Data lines
◆ ◆ ◆ ◆ ◆

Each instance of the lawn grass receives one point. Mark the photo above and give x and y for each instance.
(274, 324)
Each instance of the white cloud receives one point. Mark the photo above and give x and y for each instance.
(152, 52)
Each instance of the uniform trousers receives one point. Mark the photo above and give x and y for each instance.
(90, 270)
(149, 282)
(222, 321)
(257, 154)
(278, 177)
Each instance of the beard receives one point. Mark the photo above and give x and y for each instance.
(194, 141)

◆ ◆ ◆ ◆ ◆

**Description of the task**. Please reproduce each of the rows above word for word, leaving nothing out and changing nothing.

**Result of the task**.
Each instance of the lawn grass receives one point. Mark the photo above and give x and y for each instance.
(274, 324)
Each instance of the white cloud receives one point. Mark the photo above and give x and y for each instance.
(152, 52)
Each instance of the uniform trousers receives one point. Mark the photo above and give x and y for each instance.
(90, 270)
(149, 282)
(222, 321)
(257, 154)
(278, 177)
Each instance of the beard receives one point. Mark the photo above and give x and y for each instance.
(194, 141)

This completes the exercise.